Data extracted from a collection
· · · · ·

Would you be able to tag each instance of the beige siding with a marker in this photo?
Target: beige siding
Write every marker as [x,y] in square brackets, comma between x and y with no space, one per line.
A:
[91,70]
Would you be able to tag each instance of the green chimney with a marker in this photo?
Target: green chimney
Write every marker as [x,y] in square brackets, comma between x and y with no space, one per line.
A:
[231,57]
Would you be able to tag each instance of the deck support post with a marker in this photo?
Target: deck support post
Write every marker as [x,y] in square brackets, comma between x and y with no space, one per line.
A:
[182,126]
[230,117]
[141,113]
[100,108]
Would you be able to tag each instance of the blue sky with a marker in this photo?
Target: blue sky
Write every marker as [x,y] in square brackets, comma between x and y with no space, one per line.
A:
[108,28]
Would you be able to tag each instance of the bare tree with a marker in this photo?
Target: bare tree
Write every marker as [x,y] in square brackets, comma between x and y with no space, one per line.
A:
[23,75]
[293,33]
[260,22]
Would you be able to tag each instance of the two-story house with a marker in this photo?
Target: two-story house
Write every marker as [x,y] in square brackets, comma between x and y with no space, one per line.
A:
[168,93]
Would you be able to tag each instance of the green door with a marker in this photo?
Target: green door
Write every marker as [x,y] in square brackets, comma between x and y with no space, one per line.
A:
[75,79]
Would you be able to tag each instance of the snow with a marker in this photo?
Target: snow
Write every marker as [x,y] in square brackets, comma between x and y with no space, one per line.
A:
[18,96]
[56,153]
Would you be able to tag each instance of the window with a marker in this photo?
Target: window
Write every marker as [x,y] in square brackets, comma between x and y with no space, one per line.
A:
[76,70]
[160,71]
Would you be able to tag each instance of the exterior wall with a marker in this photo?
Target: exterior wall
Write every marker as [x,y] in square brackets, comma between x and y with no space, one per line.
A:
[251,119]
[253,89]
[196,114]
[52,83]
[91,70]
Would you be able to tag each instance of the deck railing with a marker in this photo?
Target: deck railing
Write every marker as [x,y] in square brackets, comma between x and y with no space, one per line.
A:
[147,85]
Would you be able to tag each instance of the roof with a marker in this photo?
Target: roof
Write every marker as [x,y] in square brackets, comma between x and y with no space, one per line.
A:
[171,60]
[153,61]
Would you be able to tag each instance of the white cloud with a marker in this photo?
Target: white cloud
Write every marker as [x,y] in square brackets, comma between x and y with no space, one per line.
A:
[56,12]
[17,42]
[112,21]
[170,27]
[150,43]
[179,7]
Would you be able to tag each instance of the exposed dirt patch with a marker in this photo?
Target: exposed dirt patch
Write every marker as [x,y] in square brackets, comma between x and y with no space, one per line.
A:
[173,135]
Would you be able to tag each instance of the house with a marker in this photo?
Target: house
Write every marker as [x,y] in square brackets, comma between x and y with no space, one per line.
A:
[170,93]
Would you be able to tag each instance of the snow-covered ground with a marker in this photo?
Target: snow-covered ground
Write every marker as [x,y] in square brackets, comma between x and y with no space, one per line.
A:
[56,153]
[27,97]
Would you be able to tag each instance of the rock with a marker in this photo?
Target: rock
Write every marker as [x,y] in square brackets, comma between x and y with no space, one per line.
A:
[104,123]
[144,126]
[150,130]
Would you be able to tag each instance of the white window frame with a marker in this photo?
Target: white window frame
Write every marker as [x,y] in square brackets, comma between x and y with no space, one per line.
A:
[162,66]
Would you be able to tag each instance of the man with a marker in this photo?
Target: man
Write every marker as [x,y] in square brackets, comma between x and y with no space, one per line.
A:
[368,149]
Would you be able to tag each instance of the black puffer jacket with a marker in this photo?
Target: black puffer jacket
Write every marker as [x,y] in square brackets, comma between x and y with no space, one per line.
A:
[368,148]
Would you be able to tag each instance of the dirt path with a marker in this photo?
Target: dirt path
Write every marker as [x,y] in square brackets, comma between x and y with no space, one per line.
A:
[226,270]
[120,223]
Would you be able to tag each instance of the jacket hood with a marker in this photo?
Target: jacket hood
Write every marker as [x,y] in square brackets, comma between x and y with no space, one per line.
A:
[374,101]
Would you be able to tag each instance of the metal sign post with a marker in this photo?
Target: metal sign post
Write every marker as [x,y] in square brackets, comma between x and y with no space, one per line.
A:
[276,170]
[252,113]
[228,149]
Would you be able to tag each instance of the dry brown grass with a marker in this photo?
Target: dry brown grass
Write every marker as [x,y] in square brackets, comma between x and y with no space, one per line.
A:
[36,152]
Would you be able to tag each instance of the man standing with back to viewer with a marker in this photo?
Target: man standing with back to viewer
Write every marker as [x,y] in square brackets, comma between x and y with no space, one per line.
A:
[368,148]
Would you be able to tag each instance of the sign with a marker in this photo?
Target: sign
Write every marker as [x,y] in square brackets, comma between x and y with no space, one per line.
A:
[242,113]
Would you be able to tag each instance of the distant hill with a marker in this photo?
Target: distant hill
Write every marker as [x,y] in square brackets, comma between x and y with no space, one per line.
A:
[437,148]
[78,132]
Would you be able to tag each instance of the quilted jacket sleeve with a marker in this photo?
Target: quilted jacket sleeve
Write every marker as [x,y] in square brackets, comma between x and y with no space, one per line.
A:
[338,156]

· · · · ·

* [SHORT EXERCISE] Extract every entry above as it appears.

* [RESULT OF THIS EXERCISE]
Would you be able to tag each instance of the beige siding with a marker in this photo?
Target: beige siding
Write every marker as [x,y] in square brackets, comma between x and y with no space, one per line.
A:
[91,70]
Would you be able to tag each instance of the green chimney with a marker in this photo?
Target: green chimney
Write every marker as [x,y] in square brackets, comma between x and y with no space, one per line.
A:
[231,57]
Would you be able to tag each instance of the deck support post with a marker in this photo?
Target: deck support post
Write every marker as [x,y] in square brackets, comma between x and y with no space, one per line.
A:
[182,126]
[230,117]
[141,113]
[100,108]
Would you be able to tag each instance of the blue sky with a marker in this photo?
Target: blue sky
Write every marker as [x,y] in square brackets, comma between x and y with no space, one per line.
A:
[108,28]
Would you be able to tag each instance of the bare tree with a marker in this photo?
Target: bare tree
Write every marker as [x,y] in square brackets, comma between x and y with no space, one per line.
A:
[23,75]
[293,33]
[260,22]
Would you be able to tag each instance of the two-story house with a marker in this photo?
Target: two-story house
Write every marker as [x,y] in square brackets, comma between x and y with no space, one per line.
A:
[168,93]
Would you be able to tag each instance of the green door with a marker in this photo?
Target: green door
Write every marker as [x,y] in square brackets, comma between x and y with no space, one per line.
A:
[75,79]
Would you be able to tag each instance of the snow with a marker in this photo?
Target: snow
Write every marker as [x,y] in square brackets, comma between x and y with no space, one per line.
A:
[18,96]
[56,153]
Would you be able to tag each instance of the window with a marker in this photo?
Target: window
Write every marker as [x,y] in square brackets, comma between x and y with no space, one per line.
A:
[76,70]
[160,71]
Would you be able to tag each instance of the exterior wall with a marker in this photo?
Target: exterior wall
Write every marker as [x,y] in square brackets, comma between x and y with no space, one per line.
A:
[251,119]
[253,89]
[196,114]
[52,83]
[91,70]
Would you be able to tag each instance of the deck railing with a marker in this photo?
Target: deck railing
Write every marker as [x,y] in square brackets, comma between x and y with no space, one per line.
A:
[147,85]
Would you be able to tag each instance of the roof with a marker in this photo?
Target: roof
Write every marker as [x,y] in square brackets, comma between x and y with no space, one per line.
A:
[171,60]
[153,61]
Would you be able to tag each instance of the white cloud with a marker in this photo?
Target: white cloud
Write every marker as [x,y] in square brackets, comma between x and y with no space, one per line.
A:
[56,12]
[17,42]
[112,21]
[170,27]
[150,43]
[179,7]
Would you be able to tag each instance of the exposed dirt patch with a marker in this photo?
Target: exposed dirt patch
Write every marker as [x,y] in square brackets, comma between x and y with no space, one per line.
A:
[173,135]
Would you be able to tag each instance of the house with a marker in this photo?
Target: house
Write every marker as [x,y] in square brackets, comma between x and y with no space, one per line.
A:
[170,93]
Would you be able to tag each instance of the snow-covered ground with a marker in this photo?
Target: snow-covered ground
Write every marker as [x,y] in square brackets, comma between x and y with no space, one per line.
A:
[56,153]
[27,97]
Would you be able to tag each instance of the rock with a marker in this photo?
Target: rock
Write every marker as [x,y] in square brackets, comma between x and y with no space, one per line.
A:
[104,123]
[144,126]
[150,130]
Would you be able to tag each instance of the white window frame with a marker in this photo?
Target: white window frame
Write every marker as [x,y] in square brackets, comma between x and y with no space, one per line.
A:
[162,66]
Would you be able to tag each instance of the man with a marker in this photo?
Target: man
Write every marker as [x,y] in square brackets, comma between x and y with no space, one per line.
A:
[368,149]
Would you be able to tag each instance of the black puffer jacket with a marker in this photo?
Target: black puffer jacket
Write every marker as [x,y] in square brackets, comma between x and y with no space, one per line.
A:
[368,148]
Would you be able to tag each instance of the dirt path with a marker in this photo?
Target: dirt path
Write every marker as [x,y] in square brackets, comma between x and y with no space, one per line.
A:
[226,270]
[120,223]
Would you be able to tag each instance of the jacket hood with a marker in this photo?
Target: jacket hood
Write every marker as [x,y] in square brackets, comma between x and y with no space, one per line.
A:
[374,101]
Would you be able to tag each instance of the metal sign post with a marker in this photo?
Target: metal sign post
Write every marker as [x,y] in square brackets, comma between x and y with no space, one per line.
A:
[276,170]
[252,113]
[228,149]
Would you be able to tag each instance of the dry brown grass with a marker in this photo?
Target: dry brown grass
Write every marker as [x,y] in square brackets, comma between x and y with no space, one per line.
A:
[36,152]
Would you be able to tag each instance of the man standing with back to viewer with a marker in this photo?
Target: man standing with back to viewer
Write every marker as [x,y] in square brackets, comma between x and y with no space, one per line.
A:
[368,148]
Would you be able to tag each instance of the sign with a marker in this photo?
Target: sign
Write every marker as [x,y] in square brackets, comma between x and y with no space, one per line.
A:
[242,113]
Would you be able to tag each instance of the distant hill with a marker in this photo?
Target: distant hill
Write every marker as [x,y] in square brackets, comma between x and y with no space, one per line.
A:
[437,148]
[78,132]
Would you be able to tag each instance of the quilted jacket sleeve with a marker in this photo?
Target: quilted jacket sleeve
Write every marker as [x,y] in square brackets, comma between x and y with no space, one per line.
A:
[338,156]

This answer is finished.